__Direction__. Lay out every line of the entries below as a Markdown table with the columns "Row" and "Line", numbering the rows and skipping blank lines.

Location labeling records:
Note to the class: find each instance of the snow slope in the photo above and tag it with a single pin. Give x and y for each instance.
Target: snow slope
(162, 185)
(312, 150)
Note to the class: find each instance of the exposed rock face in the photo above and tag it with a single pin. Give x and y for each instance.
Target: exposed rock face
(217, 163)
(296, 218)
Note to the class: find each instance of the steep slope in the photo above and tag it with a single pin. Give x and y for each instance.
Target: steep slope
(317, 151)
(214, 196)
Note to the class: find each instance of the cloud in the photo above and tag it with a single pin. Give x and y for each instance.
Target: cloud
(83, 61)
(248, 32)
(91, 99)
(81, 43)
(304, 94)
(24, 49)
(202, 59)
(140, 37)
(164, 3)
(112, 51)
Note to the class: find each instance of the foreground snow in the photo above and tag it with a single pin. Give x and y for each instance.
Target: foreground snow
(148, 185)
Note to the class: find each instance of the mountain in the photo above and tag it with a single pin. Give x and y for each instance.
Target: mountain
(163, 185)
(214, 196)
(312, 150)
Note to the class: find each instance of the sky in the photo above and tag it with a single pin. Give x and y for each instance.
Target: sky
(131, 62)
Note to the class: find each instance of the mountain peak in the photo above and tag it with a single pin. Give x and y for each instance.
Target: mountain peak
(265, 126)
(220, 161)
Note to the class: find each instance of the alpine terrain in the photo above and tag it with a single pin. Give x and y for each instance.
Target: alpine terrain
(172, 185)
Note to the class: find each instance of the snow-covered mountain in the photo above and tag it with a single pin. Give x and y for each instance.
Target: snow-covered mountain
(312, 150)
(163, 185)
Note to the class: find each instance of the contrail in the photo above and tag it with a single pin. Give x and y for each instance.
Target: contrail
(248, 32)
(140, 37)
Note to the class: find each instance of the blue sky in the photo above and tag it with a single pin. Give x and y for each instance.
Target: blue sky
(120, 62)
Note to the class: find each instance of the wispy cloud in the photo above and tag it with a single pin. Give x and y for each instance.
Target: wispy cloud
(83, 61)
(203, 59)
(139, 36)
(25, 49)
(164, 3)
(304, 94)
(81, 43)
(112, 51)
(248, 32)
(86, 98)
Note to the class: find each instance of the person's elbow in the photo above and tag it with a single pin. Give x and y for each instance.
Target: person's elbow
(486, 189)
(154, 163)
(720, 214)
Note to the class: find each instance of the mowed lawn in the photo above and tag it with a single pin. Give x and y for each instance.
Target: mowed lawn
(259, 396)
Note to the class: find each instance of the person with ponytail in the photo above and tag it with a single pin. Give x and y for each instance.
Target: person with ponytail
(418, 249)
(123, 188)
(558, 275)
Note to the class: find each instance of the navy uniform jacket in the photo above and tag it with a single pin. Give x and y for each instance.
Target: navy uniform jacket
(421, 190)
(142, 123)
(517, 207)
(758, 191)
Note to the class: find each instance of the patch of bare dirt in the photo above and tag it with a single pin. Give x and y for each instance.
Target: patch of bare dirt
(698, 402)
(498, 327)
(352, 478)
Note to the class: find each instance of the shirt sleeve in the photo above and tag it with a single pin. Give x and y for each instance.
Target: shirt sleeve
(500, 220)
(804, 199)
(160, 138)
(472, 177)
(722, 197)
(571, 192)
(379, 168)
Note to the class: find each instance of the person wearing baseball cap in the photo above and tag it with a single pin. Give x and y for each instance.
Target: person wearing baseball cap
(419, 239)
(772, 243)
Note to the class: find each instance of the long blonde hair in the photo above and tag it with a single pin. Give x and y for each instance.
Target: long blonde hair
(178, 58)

__Response to this task__.
| Row | Line |
|---|---|
| 1 | Note to the class: find each instance of the snow slope in the photo above and tag it with a single pin. Give x and y for each instance. |
| 2 | Target: snow slope |
| 3 | (162, 185) |
| 4 | (312, 150) |
| 5 | Note to the class: find each instance of the exposed rock face in the photo above and tag it with a single pin. Give x and y for each instance. |
| 6 | Target: exposed rock face |
| 7 | (217, 163) |
| 8 | (296, 218) |
| 9 | Note to the class: find each instance of the steep slope in the photo above and tag it with a single pin. Give x and y for each instance. |
| 10 | Target: steep slope |
| 11 | (317, 151) |
| 12 | (214, 196) |
| 13 | Note to the class: find each instance of the cloud in the photo above and tag it with a single pin. Give x and y for each instance. |
| 14 | Target: cloud |
| 15 | (83, 61) |
| 16 | (248, 32) |
| 17 | (91, 99) |
| 18 | (81, 43) |
| 19 | (304, 94) |
| 20 | (24, 49) |
| 21 | (202, 59) |
| 22 | (140, 37) |
| 23 | (164, 3) |
| 24 | (112, 51) |
| 25 | Note to the class: find each instance of the foreground snow in the photo above and tag it with a single pin. Give x and y for each instance. |
| 26 | Target: foreground snow |
| 27 | (148, 185) |
| 28 | Note to the class: find each instance of the mountain in the photo above and tag it with a single pin. Give x and y for each instance. |
| 29 | Target: mountain |
| 30 | (163, 185) |
| 31 | (214, 196) |
| 32 | (312, 150) |
| 33 | Note to the class: find each instance of the sky in the photo above and tag it with a single pin. Give x and y for each instance. |
| 34 | Target: sky |
| 35 | (131, 62) |
| 36 | Note to the class: find each instance of the mountain peak in the photo above and tag it with a single pin. Give x and y for each instance. |
| 37 | Target: mountain peak |
| 38 | (265, 126) |
| 39 | (220, 161) |
| 40 | Note to the class: find each instance of the alpine terrain in the photo above and tag it with a single pin. Give x and y for each instance. |
| 41 | Target: alpine terrain |
| 42 | (172, 185) |
| 43 | Note to the class: find each instance of the snow-covered mountain in the photo above and tag it with a single pin. Give x and y for each instance. |
| 44 | Target: snow-covered mountain |
| 45 | (312, 150) |
| 46 | (163, 185) |
| 47 | Note to the class: find each instance of the contrail in the photo above and tag it with a single pin. Give x and y for each instance. |
| 48 | Target: contrail |
| 49 | (248, 32) |
| 50 | (140, 37) |
| 51 | Note to the class: find each instance of the blue sky in the photo above and tag it with a single pin. Give x and y for each instance. |
| 52 | Target: blue sky |
| 53 | (120, 62) |
| 54 | Note to the class: find each instance of the wispy cloud in the photo above and tag it with a single pin. Give x and y for each instance. |
| 55 | Target: wispy cloud |
| 56 | (83, 61) |
| 57 | (203, 59) |
| 58 | (139, 36) |
| 59 | (25, 49) |
| 60 | (164, 3) |
| 61 | (304, 94) |
| 62 | (81, 43) |
| 63 | (112, 51) |
| 64 | (248, 32) |
| 65 | (86, 98) |
| 66 | Note to the class: find each instance of the person's elbow in the photo above and tag it with a single pin. Give x and y for each instance. |
| 67 | Target: person's elbow |
| 68 | (486, 189) |
| 69 | (154, 163) |
| 70 | (720, 214) |
| 71 | Note to the class: find each instance of the mowed lawn in the photo above and tag it with a single pin. Give x and y for each instance. |
| 72 | Target: mowed lawn |
| 73 | (259, 396) |
| 74 | Note to the class: find each instance of the person with ponytail in the photo above and tag it with a single pin. Give x and y for each instance. |
| 75 | Target: person with ponytail |
| 76 | (418, 249) |
| 77 | (123, 188) |
| 78 | (558, 275) |
| 79 | Note to the class: find each instance of the navy uniform jacket in the photo above and tag it with a single pin. Give x and y for each instance. |
| 80 | Target: navy uniform jacket |
| 81 | (421, 190) |
| 82 | (142, 123) |
| 83 | (517, 207) |
| 84 | (758, 191) |
| 85 | Note to the class: find each instance of the patch of bare dirt in the photo above and tag it with a single pin. Give x and y for each instance. |
| 86 | Target: patch of bare dirt |
| 87 | (698, 402) |
| 88 | (498, 327) |
| 89 | (352, 478) |
| 90 | Note to the class: find each instance of the shirt sleeve in the photo above and tag it with a single pin. Give x and y for each instance. |
| 91 | Target: shirt sleeve |
| 92 | (500, 220) |
| 93 | (804, 199) |
| 94 | (160, 138) |
| 95 | (472, 177) |
| 96 | (722, 197) |
| 97 | (571, 192) |
| 98 | (379, 168) |
| 99 | Note to the class: find each instance of the person wearing baseball cap in the photo above and tag it with a single pin. Give x and y for each instance. |
| 100 | Target: person wearing baseball cap |
| 101 | (419, 239) |
| 102 | (772, 243) |
| 103 | Note to the class: find each instance of the long blonde hair in the photo above and tag it with a single pin. Give x and y for each instance. |
| 104 | Target: long blonde hair |
| 105 | (178, 58) |